All of the entries are to be restated word for word.

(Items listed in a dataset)

□ □ □ □ □

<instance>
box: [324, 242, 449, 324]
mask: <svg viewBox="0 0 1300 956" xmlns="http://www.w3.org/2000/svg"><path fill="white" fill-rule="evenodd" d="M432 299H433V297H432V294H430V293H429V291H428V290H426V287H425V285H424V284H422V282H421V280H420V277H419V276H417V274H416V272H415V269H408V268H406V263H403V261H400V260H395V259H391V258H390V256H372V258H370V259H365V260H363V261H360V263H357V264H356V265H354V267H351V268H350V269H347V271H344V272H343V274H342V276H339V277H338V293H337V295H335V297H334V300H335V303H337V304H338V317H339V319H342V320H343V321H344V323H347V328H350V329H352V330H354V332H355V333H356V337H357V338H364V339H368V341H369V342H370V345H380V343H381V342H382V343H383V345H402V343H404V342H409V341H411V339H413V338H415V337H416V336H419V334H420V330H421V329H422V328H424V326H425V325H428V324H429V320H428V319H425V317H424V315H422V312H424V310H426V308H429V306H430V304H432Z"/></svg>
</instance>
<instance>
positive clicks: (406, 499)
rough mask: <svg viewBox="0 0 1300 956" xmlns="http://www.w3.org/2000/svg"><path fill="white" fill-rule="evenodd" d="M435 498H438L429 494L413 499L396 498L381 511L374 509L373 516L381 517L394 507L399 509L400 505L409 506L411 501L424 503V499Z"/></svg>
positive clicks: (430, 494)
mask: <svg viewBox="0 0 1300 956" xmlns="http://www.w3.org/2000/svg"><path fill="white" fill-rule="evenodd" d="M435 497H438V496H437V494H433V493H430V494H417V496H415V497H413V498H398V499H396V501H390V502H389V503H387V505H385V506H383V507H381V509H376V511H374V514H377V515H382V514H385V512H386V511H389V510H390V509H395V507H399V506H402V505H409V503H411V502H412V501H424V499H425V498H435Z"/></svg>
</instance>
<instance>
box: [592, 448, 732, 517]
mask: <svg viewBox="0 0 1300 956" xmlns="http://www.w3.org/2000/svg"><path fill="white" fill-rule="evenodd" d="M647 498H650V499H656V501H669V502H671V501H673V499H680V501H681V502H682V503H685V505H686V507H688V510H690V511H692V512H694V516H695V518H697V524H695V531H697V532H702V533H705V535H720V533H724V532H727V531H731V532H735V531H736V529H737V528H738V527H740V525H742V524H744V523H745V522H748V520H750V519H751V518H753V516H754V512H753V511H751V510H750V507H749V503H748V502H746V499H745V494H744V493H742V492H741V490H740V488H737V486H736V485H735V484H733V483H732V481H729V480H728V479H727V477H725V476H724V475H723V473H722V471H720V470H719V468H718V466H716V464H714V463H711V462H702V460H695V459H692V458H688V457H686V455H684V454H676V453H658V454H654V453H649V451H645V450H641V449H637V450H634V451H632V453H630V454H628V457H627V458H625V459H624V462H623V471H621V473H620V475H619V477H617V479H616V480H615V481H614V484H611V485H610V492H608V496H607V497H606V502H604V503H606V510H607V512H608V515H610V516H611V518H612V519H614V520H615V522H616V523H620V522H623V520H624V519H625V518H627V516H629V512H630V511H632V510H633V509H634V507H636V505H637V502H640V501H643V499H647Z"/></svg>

□ □ □ □ □

Exercise solution —
<instance>
box: [324, 242, 449, 324]
mask: <svg viewBox="0 0 1300 956" xmlns="http://www.w3.org/2000/svg"><path fill="white" fill-rule="evenodd" d="M432 299H433V297H432V294H430V293H429V291H428V290H426V287H425V285H424V284H422V282H421V280H420V277H419V276H417V274H416V272H415V269H408V268H406V263H403V261H400V260H395V259H391V258H390V256H372V258H370V259H365V260H363V261H360V263H357V264H356V265H354V267H351V268H350V269H347V271H344V272H343V274H342V276H339V277H338V293H337V295H335V297H334V300H335V303H337V304H338V317H339V319H342V320H343V321H344V323H347V328H350V329H352V330H354V332H355V333H356V337H357V338H364V339H368V341H369V342H370V345H380V343H381V342H382V343H383V345H402V343H404V342H409V341H411V339H413V338H415V337H416V336H419V334H420V330H421V329H422V328H424V326H425V325H428V324H429V320H428V319H425V317H424V315H422V312H424V310H426V308H429V306H430V304H432Z"/></svg>
</instance>
<instance>
positive clicks: (406, 499)
rough mask: <svg viewBox="0 0 1300 956" xmlns="http://www.w3.org/2000/svg"><path fill="white" fill-rule="evenodd" d="M435 498H438L429 494L413 499L396 498L381 511L374 509L373 516L381 517L394 507L399 509L400 505L409 506L411 501L424 503V499Z"/></svg>
positive clicks: (430, 494)
mask: <svg viewBox="0 0 1300 956" xmlns="http://www.w3.org/2000/svg"><path fill="white" fill-rule="evenodd" d="M435 497H438V496H437V494H433V493H430V494H417V496H415V497H413V498H398V499H396V501H390V502H389V503H387V505H385V506H383V507H381V509H376V511H374V514H377V515H382V514H385V512H386V511H389V510H390V509H395V507H399V506H402V505H409V503H411V502H412V501H424V499H425V498H435Z"/></svg>
</instance>
<instance>
box: [592, 448, 732, 517]
mask: <svg viewBox="0 0 1300 956" xmlns="http://www.w3.org/2000/svg"><path fill="white" fill-rule="evenodd" d="M647 498H650V499H656V501H669V502H671V501H673V499H680V501H681V502H682V503H685V505H686V507H688V510H690V511H692V512H694V516H695V518H697V524H695V531H697V532H702V533H705V535H720V533H724V532H727V531H731V532H735V531H736V529H737V528H738V527H740V525H742V524H744V523H745V522H748V520H750V519H751V518H753V516H754V512H753V511H751V510H750V507H749V503H748V502H746V499H745V494H744V493H742V492H741V490H740V488H737V486H736V485H735V484H733V483H732V481H729V480H728V479H727V477H725V476H724V475H723V473H722V471H720V470H719V468H718V466H716V464H714V463H711V462H702V460H695V459H692V458H688V457H686V455H684V454H676V453H658V454H654V453H649V451H645V450H641V449H637V450H634V451H632V453H630V454H628V457H627V458H625V459H624V462H623V471H621V473H620V475H619V477H617V479H616V480H615V481H614V484H611V485H610V492H608V496H607V497H606V502H604V503H606V510H607V512H608V515H610V516H611V518H612V519H614V520H615V522H616V523H620V522H623V520H624V519H625V518H627V516H629V512H630V511H632V510H633V509H634V507H636V505H637V502H640V501H643V499H647Z"/></svg>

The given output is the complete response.